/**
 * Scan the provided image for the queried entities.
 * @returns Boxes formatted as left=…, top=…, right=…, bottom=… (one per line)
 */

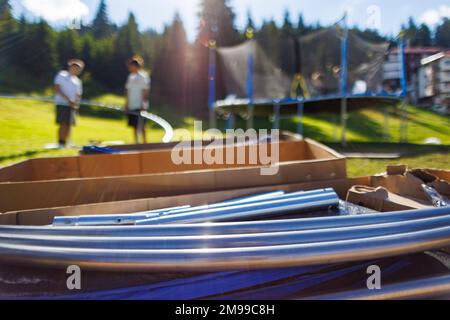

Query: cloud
left=420, top=5, right=450, bottom=25
left=22, top=0, right=89, bottom=22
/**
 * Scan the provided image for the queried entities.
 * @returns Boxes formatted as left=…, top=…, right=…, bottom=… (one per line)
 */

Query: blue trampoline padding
left=83, top=146, right=121, bottom=154
left=214, top=94, right=402, bottom=117
left=46, top=259, right=409, bottom=300
left=53, top=266, right=329, bottom=300
left=211, top=260, right=411, bottom=300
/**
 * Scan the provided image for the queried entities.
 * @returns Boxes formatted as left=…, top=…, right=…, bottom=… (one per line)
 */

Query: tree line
left=0, top=0, right=450, bottom=115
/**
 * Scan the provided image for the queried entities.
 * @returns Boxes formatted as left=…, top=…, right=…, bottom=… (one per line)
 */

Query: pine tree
left=435, top=18, right=450, bottom=48
left=92, top=0, right=114, bottom=39
left=0, top=0, right=17, bottom=42
left=154, top=14, right=189, bottom=113
left=245, top=11, right=256, bottom=31
left=415, top=24, right=432, bottom=47
left=193, top=0, right=241, bottom=116
left=281, top=10, right=294, bottom=36
left=114, top=13, right=142, bottom=88
left=0, top=0, right=12, bottom=22
left=197, top=0, right=239, bottom=46
left=56, top=29, right=81, bottom=68
left=297, top=14, right=308, bottom=36
left=406, top=17, right=419, bottom=46
left=21, top=20, right=57, bottom=83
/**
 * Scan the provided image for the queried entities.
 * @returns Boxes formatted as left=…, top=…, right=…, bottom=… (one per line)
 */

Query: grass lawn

######

EXERCISE GOAL
Swap "entities" for "objects" everywhere it occurs in the entries above and write all the entries out again with nothing else changed. Leave the pictures out.

WRITTEN ANSWER
/**
 * Scan the provided image for the queried objects.
 * @returns Boxes formatted as left=…, top=…, right=…, bottom=… (one per line)
 */


Query: cloud
left=420, top=5, right=450, bottom=25
left=22, top=0, right=89, bottom=22
/**
 * Scan the provided image for the queried objects.
 * @returns Boxes formatted as left=…, top=…, right=…, bottom=… (one per line)
 */

Query: blue trampoline padding
left=83, top=146, right=121, bottom=154
left=214, top=94, right=402, bottom=117
left=46, top=259, right=409, bottom=300
left=53, top=266, right=329, bottom=300
left=211, top=260, right=411, bottom=300
/**
 * Scan the provided image for the queried objects.
 * @returns Boxes formatted as left=…, top=…, right=…, bottom=… (one per line)
 */

Query: tree line
left=0, top=0, right=450, bottom=115
/**
 * Scan the provided image for the queried objects.
 * @returns Boxes formatted as left=…, top=…, right=…, bottom=… (one per line)
 */

Query: pine tree
left=435, top=18, right=450, bottom=48
left=92, top=0, right=114, bottom=39
left=0, top=0, right=17, bottom=42
left=154, top=14, right=189, bottom=113
left=245, top=11, right=256, bottom=31
left=415, top=24, right=432, bottom=47
left=193, top=0, right=241, bottom=116
left=281, top=10, right=294, bottom=36
left=114, top=13, right=142, bottom=88
left=0, top=0, right=12, bottom=22
left=197, top=0, right=239, bottom=46
left=56, top=29, right=81, bottom=68
left=297, top=14, right=308, bottom=36
left=406, top=17, right=419, bottom=46
left=21, top=20, right=57, bottom=83
/**
 * Scan the provided image for the queried objects.
 * @returns Boxes formatted as left=…, top=…, right=…, bottom=… (one per line)
 */

Query: grass lawn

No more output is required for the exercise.